§ Work to do
**a.** According to the StreamingFileSink thread, what two mechanisms does Flink have for removing data from a window?
**b.** Carry on the StreamingFileSink thread from its final line onward.

§ Excerpt
####

Re: Dump snapshot of big table in real time using StreamingFileSink

2019-01-18 Thread Jamie Grier

Hmm..  I would have to look into the code for the StreamingFileSink more
closely to understand the concern but typically you should not be concerned
at all with *when* checkpoints happen.  They are meant to be a completely
asynchronous background process that has absolutely no bearing on
application semantics.  The output should be thought of as a stream rather
than a snapshot.

Can you rework the downstream consumer of the output data such that you
don't have to worry about this?  It would just read all the files in order
and worry about which data rows are in which files.

Anyway, maybe Kostas can add more since he wrote the StreamingFileSink
code.  I've cc'd him directly.

-Jamie


On Fri, Jan 18, 2019 at 9:44 AM Cristian C  wrote:

> Well, the problem is that, conceptually, the way I'm trying to approach
> this is ok. But in practice, it has some edge cases.
>
> So back to my original premise: if you both, trigger and checkpoint happen
> around the same time, there is a chance that the streaming file sink rolls
> the bucket BEFORE it has received all the data. In other words, it would
> create incomplete snapshots of the table.
>
> Keep in mind that every snapshot is written to a different folder. And
> they are supposed to represent the state of the whole table at a point in
> time.
>
> On Fri, Jan 18, 2019, 8:26 AM Jamie Grier 
>> Oh sorry..  Logically, since the ContinuousProcessingTimeTrigger never
>> PURGES but only FIRES what I said is semantically true.  The window
>> contents are never cleared.
>>
>> What I missed is that in this case since you're using a function that
>> incrementally reduces on the fly rather than processing all the data when
>> it's triggered your state is always kept to one element per key.  Your'e
>> correct but in general with non-incremental window functions the state
>> would grow unbounded in this configuration.
>>
>> So it looks like your approach should work just fine.
>>
>> -Jamie
>>
>>
>>
>> On Thu, Jan 17, 2019 at 10:18 PM knur  wrote:
>>
>>> Hello Jamie.
>>>
>>> Thanks for taking a look at this. So, yes, I want to write only the last
>>> data for each key every X minutes. In other words, I want a snapshot of
>>> the
>>> whole database every X minutes.
>>>
>>> >  The issue is that the window never get's PURGED so the data just
>>> > continues to accumulate in the window.  This will grow without bound.
>>>
>>> The window not being purged does not necessarily mean that the data will
>>> be
>>> accumulated indefinitely. How so? Well, Flink has two mechanisms to
>>> remove
>>> data from a window: triggering a FIRE/FIRE_AND_PURGE or using an evictor.
>>>
>>> The reduce function has an implicit evictor that automatically removes
>>> events from the window pane that are no longer needed. i.e. it keeps in
>>> state only the element that was reduced. Here is an example:
>>>
>>> env.socketTextStream("localhost", )
>>>   .keyBy { it.first().toString() }
>>>   .window(GlobalWindows.create())
>>>
>>> .trigger(ContinuousProcessingTimeTrigger.of(WindowTime.seconds(seconds)))
>>>   .reduce { left, right ->
>>> println("left: $left, right: $right")
>>> if (left.length > right.length) {
>>>   left
>>> } else {
>>>   right
>>> }
>>>   }
>>>   .printToErr()

####

§ Entries provided

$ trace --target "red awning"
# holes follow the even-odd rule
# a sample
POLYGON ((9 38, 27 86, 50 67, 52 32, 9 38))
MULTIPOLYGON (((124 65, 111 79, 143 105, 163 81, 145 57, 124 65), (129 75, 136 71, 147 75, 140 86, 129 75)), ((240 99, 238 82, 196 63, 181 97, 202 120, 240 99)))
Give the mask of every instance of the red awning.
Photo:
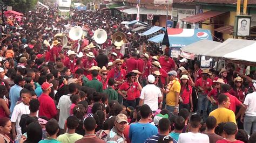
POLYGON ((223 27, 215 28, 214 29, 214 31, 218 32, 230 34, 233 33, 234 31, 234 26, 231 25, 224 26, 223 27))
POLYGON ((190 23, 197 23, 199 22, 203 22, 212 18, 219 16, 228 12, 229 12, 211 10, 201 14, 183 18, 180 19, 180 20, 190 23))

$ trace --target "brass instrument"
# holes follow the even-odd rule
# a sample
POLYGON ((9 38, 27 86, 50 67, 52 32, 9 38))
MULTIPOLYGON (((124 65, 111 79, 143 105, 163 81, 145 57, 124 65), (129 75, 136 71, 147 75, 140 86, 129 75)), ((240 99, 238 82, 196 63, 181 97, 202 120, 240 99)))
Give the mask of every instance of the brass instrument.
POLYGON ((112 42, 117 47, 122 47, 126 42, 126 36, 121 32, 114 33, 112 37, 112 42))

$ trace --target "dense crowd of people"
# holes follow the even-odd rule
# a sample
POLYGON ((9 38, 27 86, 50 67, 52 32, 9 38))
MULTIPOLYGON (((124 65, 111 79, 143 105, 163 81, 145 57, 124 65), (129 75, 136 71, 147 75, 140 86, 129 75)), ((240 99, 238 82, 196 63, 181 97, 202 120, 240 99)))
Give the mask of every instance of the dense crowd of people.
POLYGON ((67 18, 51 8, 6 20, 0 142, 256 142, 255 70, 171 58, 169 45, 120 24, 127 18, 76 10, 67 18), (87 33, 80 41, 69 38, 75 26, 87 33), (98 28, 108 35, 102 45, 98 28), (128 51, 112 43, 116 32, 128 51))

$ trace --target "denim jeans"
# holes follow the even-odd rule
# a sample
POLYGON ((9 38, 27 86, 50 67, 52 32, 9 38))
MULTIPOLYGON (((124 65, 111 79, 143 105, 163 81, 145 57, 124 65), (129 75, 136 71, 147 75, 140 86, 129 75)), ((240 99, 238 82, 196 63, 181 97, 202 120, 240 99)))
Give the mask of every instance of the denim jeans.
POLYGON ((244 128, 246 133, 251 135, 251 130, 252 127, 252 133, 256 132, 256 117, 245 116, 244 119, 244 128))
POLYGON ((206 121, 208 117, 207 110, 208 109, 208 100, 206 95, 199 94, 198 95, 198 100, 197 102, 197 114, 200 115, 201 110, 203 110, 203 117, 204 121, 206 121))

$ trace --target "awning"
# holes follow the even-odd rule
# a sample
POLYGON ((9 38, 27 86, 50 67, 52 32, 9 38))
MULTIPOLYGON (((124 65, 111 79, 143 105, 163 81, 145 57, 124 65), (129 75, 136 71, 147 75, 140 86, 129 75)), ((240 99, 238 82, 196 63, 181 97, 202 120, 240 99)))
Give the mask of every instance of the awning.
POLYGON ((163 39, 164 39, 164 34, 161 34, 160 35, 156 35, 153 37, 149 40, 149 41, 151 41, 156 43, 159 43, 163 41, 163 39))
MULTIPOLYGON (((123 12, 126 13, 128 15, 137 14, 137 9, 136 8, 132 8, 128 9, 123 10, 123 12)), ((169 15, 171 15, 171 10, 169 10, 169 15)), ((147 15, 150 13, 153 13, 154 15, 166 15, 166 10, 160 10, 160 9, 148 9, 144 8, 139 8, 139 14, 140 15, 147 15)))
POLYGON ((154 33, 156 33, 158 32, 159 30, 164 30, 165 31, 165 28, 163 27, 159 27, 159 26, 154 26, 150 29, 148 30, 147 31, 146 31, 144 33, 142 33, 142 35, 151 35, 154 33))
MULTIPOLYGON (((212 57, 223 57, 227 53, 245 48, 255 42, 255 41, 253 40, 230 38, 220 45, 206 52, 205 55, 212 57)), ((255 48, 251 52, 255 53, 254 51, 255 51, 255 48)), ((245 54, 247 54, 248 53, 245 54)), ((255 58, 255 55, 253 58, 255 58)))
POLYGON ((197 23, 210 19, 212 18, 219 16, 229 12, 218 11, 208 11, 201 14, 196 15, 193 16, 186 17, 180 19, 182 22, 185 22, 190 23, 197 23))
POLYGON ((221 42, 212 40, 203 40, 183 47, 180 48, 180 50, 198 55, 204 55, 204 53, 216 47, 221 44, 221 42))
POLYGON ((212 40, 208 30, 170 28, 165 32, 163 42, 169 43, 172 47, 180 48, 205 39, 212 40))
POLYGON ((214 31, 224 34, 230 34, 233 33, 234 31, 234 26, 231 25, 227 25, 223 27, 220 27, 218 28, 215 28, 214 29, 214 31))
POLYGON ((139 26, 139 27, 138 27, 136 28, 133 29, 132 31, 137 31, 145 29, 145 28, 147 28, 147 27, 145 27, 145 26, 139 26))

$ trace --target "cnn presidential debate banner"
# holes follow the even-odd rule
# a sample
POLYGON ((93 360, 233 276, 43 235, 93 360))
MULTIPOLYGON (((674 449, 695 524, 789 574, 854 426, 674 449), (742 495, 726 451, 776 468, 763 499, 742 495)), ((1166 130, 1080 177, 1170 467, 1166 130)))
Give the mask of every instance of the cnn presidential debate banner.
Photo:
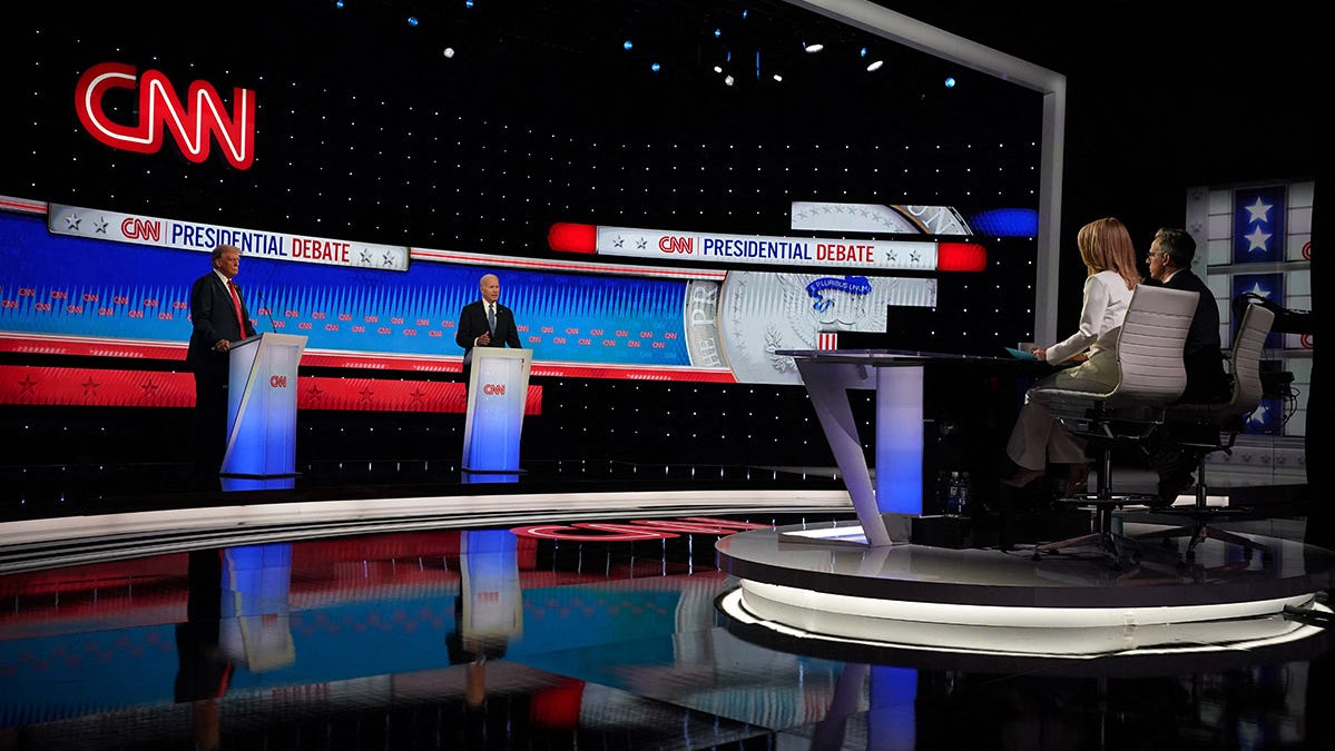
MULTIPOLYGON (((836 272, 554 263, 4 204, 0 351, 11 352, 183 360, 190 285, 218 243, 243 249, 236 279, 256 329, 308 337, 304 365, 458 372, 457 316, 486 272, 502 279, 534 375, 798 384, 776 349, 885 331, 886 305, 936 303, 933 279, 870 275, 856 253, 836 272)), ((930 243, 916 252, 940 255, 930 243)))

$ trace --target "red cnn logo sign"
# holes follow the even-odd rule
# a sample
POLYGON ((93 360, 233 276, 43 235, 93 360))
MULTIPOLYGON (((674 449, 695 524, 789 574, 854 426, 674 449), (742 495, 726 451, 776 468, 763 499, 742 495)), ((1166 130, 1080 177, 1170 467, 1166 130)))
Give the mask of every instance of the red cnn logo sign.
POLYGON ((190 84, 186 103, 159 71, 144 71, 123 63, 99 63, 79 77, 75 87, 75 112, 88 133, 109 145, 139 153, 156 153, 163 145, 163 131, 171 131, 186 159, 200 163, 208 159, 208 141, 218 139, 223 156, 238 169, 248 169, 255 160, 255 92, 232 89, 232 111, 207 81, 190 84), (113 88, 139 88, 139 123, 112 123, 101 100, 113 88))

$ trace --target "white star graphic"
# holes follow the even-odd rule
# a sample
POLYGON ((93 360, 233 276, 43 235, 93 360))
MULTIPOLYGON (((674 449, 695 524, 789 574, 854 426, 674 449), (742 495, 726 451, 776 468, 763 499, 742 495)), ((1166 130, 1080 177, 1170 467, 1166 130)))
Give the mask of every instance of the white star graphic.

####

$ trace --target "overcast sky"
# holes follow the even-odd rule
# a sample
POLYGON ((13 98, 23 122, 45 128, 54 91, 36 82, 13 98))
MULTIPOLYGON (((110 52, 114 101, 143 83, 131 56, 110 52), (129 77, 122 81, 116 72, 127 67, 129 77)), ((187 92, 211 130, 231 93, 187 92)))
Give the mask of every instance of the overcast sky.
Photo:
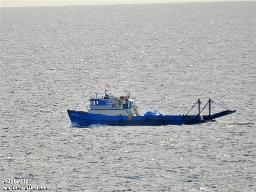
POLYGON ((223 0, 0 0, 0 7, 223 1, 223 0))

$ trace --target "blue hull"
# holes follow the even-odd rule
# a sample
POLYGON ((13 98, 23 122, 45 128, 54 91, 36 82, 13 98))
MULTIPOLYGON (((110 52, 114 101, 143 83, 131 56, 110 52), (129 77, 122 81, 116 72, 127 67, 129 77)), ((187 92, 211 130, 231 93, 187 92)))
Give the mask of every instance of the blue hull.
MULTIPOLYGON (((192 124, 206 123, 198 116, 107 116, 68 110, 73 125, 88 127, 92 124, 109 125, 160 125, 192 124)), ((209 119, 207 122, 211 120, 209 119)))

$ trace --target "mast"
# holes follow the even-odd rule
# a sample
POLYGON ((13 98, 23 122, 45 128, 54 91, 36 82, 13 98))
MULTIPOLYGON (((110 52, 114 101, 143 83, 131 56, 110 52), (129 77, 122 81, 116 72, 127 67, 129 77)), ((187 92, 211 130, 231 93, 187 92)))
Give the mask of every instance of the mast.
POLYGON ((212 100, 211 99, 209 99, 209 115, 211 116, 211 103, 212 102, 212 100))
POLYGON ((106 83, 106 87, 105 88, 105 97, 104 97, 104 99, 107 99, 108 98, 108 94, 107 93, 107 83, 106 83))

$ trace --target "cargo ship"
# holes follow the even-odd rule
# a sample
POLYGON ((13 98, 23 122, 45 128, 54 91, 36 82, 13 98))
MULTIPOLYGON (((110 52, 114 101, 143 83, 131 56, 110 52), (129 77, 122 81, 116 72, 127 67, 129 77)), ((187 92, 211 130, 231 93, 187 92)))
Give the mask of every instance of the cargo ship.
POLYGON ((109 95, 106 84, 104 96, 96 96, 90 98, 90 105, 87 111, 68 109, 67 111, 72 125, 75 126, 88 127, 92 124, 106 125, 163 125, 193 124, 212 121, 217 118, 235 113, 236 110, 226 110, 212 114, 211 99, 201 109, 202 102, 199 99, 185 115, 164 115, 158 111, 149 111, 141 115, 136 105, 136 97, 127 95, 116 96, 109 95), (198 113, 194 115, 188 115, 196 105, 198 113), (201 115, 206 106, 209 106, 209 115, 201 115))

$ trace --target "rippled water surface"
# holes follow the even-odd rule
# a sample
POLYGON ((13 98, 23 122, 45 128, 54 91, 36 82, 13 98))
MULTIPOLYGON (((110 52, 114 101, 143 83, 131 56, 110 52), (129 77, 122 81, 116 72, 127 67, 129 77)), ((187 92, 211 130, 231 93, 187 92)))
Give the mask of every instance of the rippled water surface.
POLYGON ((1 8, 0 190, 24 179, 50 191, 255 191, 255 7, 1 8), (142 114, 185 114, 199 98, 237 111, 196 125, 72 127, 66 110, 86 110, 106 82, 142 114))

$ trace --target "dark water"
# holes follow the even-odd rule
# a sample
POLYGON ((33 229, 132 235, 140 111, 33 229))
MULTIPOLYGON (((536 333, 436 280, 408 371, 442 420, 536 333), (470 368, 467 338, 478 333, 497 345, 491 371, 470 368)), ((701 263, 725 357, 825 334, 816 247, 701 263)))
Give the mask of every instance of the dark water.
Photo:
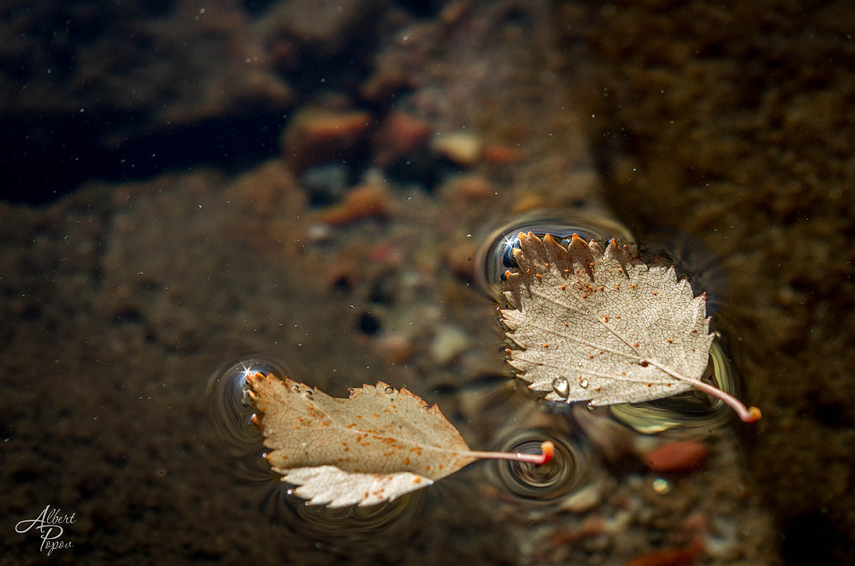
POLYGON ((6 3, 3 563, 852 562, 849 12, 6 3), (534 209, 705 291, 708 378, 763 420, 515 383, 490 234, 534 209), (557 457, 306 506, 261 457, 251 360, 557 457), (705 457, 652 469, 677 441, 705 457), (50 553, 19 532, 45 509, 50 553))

####

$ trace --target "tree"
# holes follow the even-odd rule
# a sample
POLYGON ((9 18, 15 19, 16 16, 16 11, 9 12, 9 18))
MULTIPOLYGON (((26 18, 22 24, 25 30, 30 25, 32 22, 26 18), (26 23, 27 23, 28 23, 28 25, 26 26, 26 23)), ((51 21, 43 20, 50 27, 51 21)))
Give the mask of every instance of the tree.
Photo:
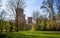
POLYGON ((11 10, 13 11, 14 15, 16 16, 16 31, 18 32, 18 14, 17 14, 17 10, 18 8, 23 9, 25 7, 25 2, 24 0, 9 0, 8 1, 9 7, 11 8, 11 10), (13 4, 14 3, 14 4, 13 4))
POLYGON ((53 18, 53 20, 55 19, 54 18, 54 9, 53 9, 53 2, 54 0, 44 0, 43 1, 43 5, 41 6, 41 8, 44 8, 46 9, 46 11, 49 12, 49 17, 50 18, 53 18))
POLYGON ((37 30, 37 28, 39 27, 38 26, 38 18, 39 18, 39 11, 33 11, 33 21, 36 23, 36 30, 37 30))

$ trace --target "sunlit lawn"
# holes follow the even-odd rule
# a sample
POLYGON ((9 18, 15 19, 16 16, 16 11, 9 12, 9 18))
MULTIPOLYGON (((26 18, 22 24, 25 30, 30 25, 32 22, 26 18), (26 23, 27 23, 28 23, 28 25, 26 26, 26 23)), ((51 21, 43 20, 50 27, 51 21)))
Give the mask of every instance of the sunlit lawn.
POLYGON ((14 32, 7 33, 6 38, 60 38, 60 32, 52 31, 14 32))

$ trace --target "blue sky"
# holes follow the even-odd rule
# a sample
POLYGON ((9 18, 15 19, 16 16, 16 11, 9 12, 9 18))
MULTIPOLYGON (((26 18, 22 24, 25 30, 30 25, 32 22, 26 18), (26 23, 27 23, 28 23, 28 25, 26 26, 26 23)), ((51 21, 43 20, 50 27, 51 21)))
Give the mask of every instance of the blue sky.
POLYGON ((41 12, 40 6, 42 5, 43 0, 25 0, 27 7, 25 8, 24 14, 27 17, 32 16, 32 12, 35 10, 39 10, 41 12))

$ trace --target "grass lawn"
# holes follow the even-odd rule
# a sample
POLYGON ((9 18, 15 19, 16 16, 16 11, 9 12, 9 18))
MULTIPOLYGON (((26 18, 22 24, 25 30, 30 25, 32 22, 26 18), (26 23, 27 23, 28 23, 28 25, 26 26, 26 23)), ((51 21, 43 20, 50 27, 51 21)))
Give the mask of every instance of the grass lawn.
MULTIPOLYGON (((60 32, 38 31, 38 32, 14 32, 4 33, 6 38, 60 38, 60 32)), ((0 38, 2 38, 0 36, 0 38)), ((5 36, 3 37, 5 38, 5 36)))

####

§ Solved tasks
**a.** Triggering a FIRE/FIRE_AND_PURGE or using an evictor.

**b.**
>>>
>>> For your claim to hold true, every time the trigger fires one would
>>> expect
>>> to see ALL the elements by a key being printed over and over again in the
>>> reduce function. However, if you run a job similar to this one in your
>>> lang
>>> of choice, you will notice that the print statement is effectively called
>>> only once per event per key.
>>>
>>> In fact, not using purge is intentional. Because I want to hold every
>>> record
>>> (the last one by its primary key) of the database in state so that I can
>>> write a snapshot of the whole database.
>>>
>>> So for instance, let's say my table has two columns: id and time. And I
>>> have
>>> the following events:
>>>
>>> 1,January
>>> 2,February
>>> 1,March
>>>
>>> I want to write to S3 two records: "1,March", and "2,February".
>>>
>>> Now, let's say two more events come into the stream:
>>>
>>> 3,April
>>> 1,June
>>>
>>> Then I want to write to S3 three records: "1,June", "2,February" and
>>> "3,April".
>>>
>>> In other words, I can't just purge the windows, because I would lose the
>>> record with id 2.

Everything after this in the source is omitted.